■ PROVIDED PASSAGE:
=====

The Courier & Advertiser (Fife Edition)

France 98 was great finale to fightback

Jim Leighton recalls his career highs and lows – and the biggest fight of all

- NEIL DRYSDALE

Jim Leighton can remember the struggle he faced after being discarded from the first team at Manchester United 30 years ago.

The Gothenburg Great has never forgotten how he slipped “into the doldrums”, how his children kept being told “their old man was crap” by the other kids at school and how he believed for a time that he had “fallen off the end of the Earth”.

That was an understand­able reaction while the 91-times-capped Scotland goalkeeper languished in the reserves at Dundee in the early 1990s and reflected on the contrast between that and savouring European Cup Winners’ Cup glory with Aberdeen just a decade earlier.

In recent times, Leighton, 62, has had more to worry about than defending corners and stopping strikers in their tracks. Two years ago, he was diagnosed with prostate cancer, which subsequent­ly spread into his lymph nodes and required him to undertake 37 gruelling sessions of radiothera­py.

Although he has now been given the all-clear by the medics at Aberdeen Royal Infirmary, he said he was now determined to campaign for greater awareness of the illness which kills a man every 45 minutes in Scotland.

As Leighton said: “Just think about it – during the course of one football match, two more lads lose their lives to this disease in this country, and yet it’s as if nobody wants to talk about it.

“I’ve heard it often enough from people around me. We say we’ll go to the doctor, but then we put it off to next week and then the week after that.

“It’s always next week, for men being men. Then suddenly, next week doesn’t come.”

Four World Cup squads

The Scot experience­d the full gamut of emotions through his lengthy career and, barring a remarkable transforma­tion in his country’s fortunes, few of his compatriot­s will ever be able to say they were chosen for four World Cup squads in 1982, 1986, 1990 and 1998.

That latter campaign marked redemption for Leighton, following the downturn in his fortunes after he notoriousl­y fell out with Manchester United manager Sir Alex Ferguson – the pair haven’t spoken for three decades – and left Old Trafford to return to his homeland.

=====

Stored data entries:

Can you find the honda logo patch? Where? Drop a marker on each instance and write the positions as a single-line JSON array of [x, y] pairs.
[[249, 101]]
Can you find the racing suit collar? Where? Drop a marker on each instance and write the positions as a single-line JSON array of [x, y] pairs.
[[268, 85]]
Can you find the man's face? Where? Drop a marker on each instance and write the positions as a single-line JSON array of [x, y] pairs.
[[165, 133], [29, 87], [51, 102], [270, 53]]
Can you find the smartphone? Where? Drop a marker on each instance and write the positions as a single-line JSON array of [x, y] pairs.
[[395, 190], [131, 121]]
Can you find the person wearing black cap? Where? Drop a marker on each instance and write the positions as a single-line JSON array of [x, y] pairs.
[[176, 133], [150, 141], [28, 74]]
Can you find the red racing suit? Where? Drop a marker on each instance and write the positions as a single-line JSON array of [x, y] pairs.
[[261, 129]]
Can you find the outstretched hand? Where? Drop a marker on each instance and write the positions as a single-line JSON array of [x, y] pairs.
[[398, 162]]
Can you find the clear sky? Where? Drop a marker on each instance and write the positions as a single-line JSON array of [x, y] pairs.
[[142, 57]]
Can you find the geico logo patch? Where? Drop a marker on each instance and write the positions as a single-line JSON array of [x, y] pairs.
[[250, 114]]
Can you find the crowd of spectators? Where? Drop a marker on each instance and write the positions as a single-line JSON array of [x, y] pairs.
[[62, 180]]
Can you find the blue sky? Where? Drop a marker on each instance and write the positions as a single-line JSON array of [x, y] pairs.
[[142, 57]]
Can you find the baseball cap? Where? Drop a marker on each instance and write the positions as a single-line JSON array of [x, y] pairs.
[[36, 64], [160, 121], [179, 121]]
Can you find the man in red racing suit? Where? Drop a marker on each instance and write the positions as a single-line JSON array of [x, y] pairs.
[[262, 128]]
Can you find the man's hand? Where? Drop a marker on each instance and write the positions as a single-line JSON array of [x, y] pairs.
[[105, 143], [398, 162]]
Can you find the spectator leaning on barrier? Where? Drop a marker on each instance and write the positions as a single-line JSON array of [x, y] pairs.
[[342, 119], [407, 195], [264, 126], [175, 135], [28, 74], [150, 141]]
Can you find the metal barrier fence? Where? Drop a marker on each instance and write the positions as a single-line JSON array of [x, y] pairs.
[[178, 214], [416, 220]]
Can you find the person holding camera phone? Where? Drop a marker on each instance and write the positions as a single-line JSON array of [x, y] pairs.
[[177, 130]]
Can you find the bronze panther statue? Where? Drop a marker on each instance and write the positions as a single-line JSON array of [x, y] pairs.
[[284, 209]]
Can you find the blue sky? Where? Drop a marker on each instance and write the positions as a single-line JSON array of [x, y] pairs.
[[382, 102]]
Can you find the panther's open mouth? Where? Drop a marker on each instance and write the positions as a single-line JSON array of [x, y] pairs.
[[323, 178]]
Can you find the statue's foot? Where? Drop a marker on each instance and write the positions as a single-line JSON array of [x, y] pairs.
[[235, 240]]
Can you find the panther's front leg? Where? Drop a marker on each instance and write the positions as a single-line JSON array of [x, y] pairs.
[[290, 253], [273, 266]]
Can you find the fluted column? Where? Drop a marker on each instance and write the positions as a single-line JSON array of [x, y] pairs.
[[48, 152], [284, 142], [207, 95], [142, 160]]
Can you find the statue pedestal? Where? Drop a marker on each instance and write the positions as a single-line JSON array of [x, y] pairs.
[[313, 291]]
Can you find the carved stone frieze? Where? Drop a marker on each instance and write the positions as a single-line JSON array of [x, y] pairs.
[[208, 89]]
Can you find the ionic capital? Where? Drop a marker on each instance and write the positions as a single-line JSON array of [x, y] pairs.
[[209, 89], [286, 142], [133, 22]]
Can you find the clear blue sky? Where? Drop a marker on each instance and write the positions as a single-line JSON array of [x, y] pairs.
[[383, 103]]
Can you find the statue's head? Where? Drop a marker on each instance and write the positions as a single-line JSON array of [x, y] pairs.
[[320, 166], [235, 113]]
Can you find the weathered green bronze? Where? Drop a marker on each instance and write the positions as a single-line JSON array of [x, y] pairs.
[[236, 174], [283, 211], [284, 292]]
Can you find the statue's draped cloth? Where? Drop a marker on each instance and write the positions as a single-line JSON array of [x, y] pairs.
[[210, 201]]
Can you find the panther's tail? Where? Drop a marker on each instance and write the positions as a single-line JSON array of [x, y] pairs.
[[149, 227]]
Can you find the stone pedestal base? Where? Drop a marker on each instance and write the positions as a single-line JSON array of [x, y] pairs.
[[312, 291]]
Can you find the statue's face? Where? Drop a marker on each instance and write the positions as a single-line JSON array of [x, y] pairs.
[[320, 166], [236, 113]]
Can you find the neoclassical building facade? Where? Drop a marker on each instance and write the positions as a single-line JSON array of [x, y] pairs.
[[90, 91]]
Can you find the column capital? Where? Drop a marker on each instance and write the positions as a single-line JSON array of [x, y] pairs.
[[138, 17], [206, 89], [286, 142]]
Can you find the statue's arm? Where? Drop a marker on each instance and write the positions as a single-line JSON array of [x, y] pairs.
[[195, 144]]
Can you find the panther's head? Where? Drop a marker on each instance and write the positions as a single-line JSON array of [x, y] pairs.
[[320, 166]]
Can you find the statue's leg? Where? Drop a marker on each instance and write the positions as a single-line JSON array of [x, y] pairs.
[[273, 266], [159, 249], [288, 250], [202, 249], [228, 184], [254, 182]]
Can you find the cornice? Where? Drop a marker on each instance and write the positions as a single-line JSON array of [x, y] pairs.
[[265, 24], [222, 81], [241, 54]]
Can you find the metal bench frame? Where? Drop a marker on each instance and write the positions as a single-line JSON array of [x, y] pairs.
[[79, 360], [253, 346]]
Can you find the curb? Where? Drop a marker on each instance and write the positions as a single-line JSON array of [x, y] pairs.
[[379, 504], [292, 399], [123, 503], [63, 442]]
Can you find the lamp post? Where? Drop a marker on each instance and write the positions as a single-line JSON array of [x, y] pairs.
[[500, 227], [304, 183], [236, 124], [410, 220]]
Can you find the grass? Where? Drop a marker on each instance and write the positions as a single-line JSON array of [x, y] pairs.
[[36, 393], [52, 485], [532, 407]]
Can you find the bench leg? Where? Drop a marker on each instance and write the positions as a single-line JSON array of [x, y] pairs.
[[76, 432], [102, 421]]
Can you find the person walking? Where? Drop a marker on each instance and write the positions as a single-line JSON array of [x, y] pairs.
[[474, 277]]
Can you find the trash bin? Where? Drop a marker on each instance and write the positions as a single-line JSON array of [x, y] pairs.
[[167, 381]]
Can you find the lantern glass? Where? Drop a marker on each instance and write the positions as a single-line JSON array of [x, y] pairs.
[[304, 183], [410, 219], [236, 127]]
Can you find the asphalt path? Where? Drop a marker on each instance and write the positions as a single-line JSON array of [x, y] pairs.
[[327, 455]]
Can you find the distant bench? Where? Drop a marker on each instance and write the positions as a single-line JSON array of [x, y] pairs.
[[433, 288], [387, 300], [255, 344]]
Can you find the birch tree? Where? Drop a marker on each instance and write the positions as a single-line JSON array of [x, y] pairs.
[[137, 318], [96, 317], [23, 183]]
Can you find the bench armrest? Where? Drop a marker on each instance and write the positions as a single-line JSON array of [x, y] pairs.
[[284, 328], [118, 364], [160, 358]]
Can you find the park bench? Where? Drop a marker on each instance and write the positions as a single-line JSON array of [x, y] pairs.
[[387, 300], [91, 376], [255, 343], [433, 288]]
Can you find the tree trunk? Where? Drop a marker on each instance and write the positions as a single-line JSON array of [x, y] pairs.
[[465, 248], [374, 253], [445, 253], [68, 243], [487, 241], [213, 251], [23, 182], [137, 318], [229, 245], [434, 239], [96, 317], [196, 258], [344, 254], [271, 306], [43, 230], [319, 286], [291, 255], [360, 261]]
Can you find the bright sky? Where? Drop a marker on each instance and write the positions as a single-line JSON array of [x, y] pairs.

=====

■ EXERCISE: According to the article about Jim Leighton, in which years was he chosen for World Cup squads?

■ ANSWER FOR THE TASK: 1982, 1986, 1990 and 1998.